Exercise prompt: Repeat the data that follows line for line, without changing any wording, and leave the pictures out of your reply.

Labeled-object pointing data

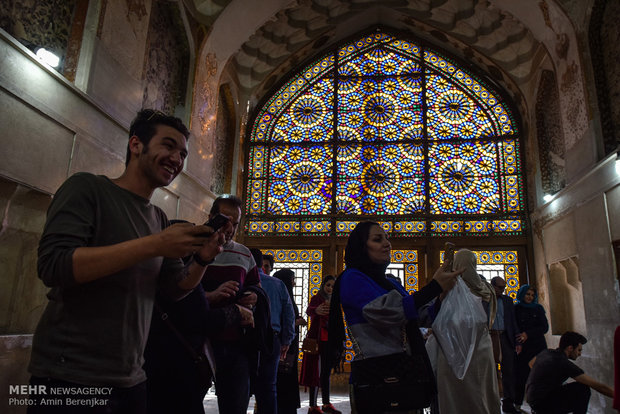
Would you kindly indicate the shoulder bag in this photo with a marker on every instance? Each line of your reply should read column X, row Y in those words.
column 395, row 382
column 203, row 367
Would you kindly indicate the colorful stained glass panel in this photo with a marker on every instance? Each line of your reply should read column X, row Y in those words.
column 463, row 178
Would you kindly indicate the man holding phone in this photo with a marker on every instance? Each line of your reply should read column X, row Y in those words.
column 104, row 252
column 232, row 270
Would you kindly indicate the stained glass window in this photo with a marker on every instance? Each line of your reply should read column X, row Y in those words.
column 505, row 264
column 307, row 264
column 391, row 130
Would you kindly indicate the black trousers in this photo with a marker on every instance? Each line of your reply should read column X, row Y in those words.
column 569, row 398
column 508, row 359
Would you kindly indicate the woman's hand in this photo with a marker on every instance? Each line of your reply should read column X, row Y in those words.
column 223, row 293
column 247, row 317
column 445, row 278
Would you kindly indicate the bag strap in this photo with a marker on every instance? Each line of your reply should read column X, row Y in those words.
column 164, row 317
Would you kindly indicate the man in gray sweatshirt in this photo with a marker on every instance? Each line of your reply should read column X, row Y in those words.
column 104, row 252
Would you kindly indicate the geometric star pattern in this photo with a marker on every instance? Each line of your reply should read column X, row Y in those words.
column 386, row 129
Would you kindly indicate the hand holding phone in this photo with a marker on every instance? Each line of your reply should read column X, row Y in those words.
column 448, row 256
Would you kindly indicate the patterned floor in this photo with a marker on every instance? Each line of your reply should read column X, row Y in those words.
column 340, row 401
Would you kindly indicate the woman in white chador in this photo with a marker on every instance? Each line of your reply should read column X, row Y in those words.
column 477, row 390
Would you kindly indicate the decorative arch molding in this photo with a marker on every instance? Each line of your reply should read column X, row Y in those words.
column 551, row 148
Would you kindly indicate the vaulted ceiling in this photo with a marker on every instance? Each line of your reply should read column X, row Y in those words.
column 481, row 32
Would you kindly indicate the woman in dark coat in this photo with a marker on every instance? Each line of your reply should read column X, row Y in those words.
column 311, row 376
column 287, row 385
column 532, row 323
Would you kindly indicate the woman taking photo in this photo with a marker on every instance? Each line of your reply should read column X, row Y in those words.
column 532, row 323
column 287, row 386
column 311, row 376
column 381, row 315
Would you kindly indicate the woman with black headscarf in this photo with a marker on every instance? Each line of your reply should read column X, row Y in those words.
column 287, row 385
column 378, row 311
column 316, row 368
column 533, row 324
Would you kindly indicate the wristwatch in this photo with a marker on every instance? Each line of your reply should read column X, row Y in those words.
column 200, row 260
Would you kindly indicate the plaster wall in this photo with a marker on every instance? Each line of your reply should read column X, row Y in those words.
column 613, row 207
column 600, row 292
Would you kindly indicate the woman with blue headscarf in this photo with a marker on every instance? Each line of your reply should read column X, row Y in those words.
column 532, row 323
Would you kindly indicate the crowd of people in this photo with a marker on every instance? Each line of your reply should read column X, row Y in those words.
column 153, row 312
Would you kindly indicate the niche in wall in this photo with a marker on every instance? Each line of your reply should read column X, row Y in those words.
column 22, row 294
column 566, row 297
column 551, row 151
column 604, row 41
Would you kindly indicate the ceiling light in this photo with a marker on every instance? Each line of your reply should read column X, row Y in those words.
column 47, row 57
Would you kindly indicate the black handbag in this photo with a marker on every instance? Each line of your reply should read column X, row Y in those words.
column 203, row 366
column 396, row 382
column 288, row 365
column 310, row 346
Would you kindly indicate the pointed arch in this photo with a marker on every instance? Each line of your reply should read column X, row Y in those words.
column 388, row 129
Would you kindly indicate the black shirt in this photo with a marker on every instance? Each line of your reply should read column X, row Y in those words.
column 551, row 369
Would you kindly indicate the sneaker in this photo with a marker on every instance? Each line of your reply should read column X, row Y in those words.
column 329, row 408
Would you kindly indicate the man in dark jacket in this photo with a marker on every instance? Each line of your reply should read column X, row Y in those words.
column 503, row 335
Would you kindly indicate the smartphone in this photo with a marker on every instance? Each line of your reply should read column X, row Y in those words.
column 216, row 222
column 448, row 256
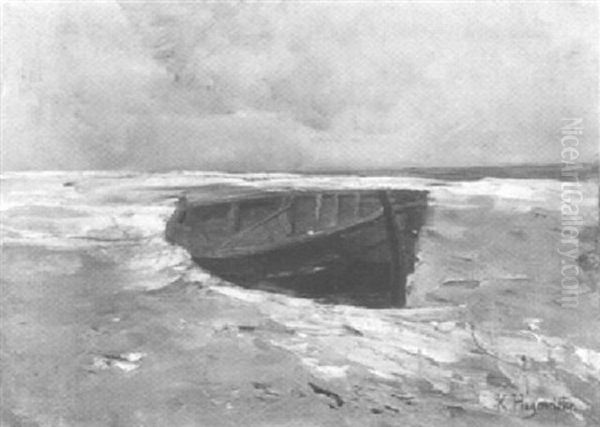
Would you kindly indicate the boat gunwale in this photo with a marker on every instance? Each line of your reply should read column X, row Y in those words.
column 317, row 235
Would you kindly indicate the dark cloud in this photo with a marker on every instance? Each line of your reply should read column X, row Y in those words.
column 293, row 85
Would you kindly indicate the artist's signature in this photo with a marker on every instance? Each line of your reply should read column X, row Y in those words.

Reply:
Would you kindly indicate the shoulder bag in this photo with a marker on every instance? Each line of your reply should read column X, row Y in those words.
column 395, row 382
column 203, row 367
Would you kindly indicate the colorful stained glass panel in this photo with a marker on every instance? Each line of your reply should read column X, row Y in those words.
column 463, row 178
Would you kindly indicate the man holding phone in this photo with a marker on every instance? Each line of your reply should read column X, row Y in those words.
column 104, row 252
column 232, row 270
Would you kindly indicate the stained glass window in this photo with a marker on every instance? Each line of your reply should read column X, row Y in those words.
column 505, row 264
column 307, row 264
column 391, row 130
Would you kindly indicate the black trousers in this photo with a marker on every instance? Each line of your reply should read column X, row Y in those words.
column 569, row 398
column 508, row 359
Would you kindly indicate the woman's hand in this photo with a marker on every instance? Each line of your reply should read column X, row Y in those words.
column 223, row 293
column 247, row 317
column 445, row 278
Would you kindly indicate the bag strap in this photo with a marker on every instance? Each line of your reply should read column X, row Y in those words.
column 164, row 317
Would you kindly indicate the man in gray sweatshirt in this photo with a marker on every instance? Each line of your reply should read column X, row Y in those words.
column 104, row 252
Would you kindly indicate the geometric star pattern in this photo with a marker on every instance? Each line of your reply should read column X, row Y in those words.
column 386, row 129
Would you kindly indicate the hand holding phone in this photo with a marker on every instance? Each line of your reply should read column X, row Y in those words.
column 448, row 256
Would you kindly indicate the patterned floor in this photo with a marker on every instance? Each line of your reply should read column X, row Y in those words.
column 340, row 401
Would you kindly indicate the woman in white chador in this photo with a marker on every instance? Each line of your reply should read column X, row Y in those words.
column 477, row 390
Would you kindly indicate the decorative arch molding in this photo with a marker on every instance? Each line of your reply should read column X, row Y in those words.
column 551, row 148
Would you kindly indicate the vaulted ceiling in this photo with a marker on every instance? Each line of your reply should read column X, row Y in those words.
column 481, row 32
Would you kindly indicate the woman in dark coat in this photo with a marker on every instance? Each line of your reply should read column X, row Y in those words.
column 311, row 376
column 287, row 385
column 532, row 323
Would you kindly indicate the woman taking photo in this photo with a marker on every instance? Each line of your reply should read column X, row Y in those words.
column 532, row 323
column 287, row 386
column 311, row 376
column 381, row 315
Would you kindly indicate the woman with black headscarf in this photo with a marker on every instance? Each line of your reply should read column X, row Y in those words.
column 287, row 385
column 378, row 311
column 316, row 368
column 533, row 324
Would you kindly indicate the wristwatch in this photo with a marker on every instance? Each line of your reply should read column X, row Y in those words.
column 200, row 260
Would you kindly indicate the plaster wall in this photo with a marker on every instance? Each line of your reply should read column X, row Y in those words.
column 613, row 207
column 600, row 292
Would you kindly indicate the woman with blue headscarf in this photo with a marker on every instance? Each line of your reply should read column X, row Y in those words.
column 532, row 323
Would you kindly indicate the crowd of people in this photo with a marker on every instance? Each line of your reply should read column X, row Y in those words.
column 153, row 312
Would you kindly indicate the niche in wall in this photo with a marker on every instance? Each line of your reply should read column X, row Y in those words.
column 22, row 294
column 566, row 297
column 551, row 151
column 604, row 41
Would you kindly indicate the ceiling light in this photo with a marker on every instance? Each line of your reply should read column X, row Y in those words.
column 47, row 57
Would you kindly indicate the black handbag in this photo with a marker on every instance? Each line of your reply should read column X, row Y in those words.
column 203, row 366
column 396, row 382
column 288, row 365
column 310, row 346
Would you kindly indicate the pointed arch in this photo with a marker on every instance? Each line of your reply should read column X, row Y in those words.
column 388, row 129
Would you kindly indicate the black shirt in this photo with a marker on every instance? Each line of your reply should read column X, row Y in those words.
column 551, row 369
Would you kindly indicate the sneaker in this photo with a marker on every instance? Each line of your reply should read column X, row Y in those words.
column 329, row 408
Would you kindly indicate the man in dark jacket in this photo with a marker on every instance? Each line of your reply should read column X, row Y in those words.
column 503, row 335
Would you kindly indicate the smartphone in this photo with a marker on every instance? Each line of your reply should read column X, row Y in those words.
column 216, row 222
column 448, row 256
Would you kindly indicate the boat gunwale in this photo with a marker on every instance? Each line of your reply should read column X, row Y in those words.
column 317, row 235
Would you kindly indicate the dark cloud in this photo with a marker on every instance? Each line of your reply should read column X, row Y in those words.
column 293, row 85
Would you kindly indicate the artist's signature in this photo with a marker on every instance? Each line of your reply should read column X, row Y in those words.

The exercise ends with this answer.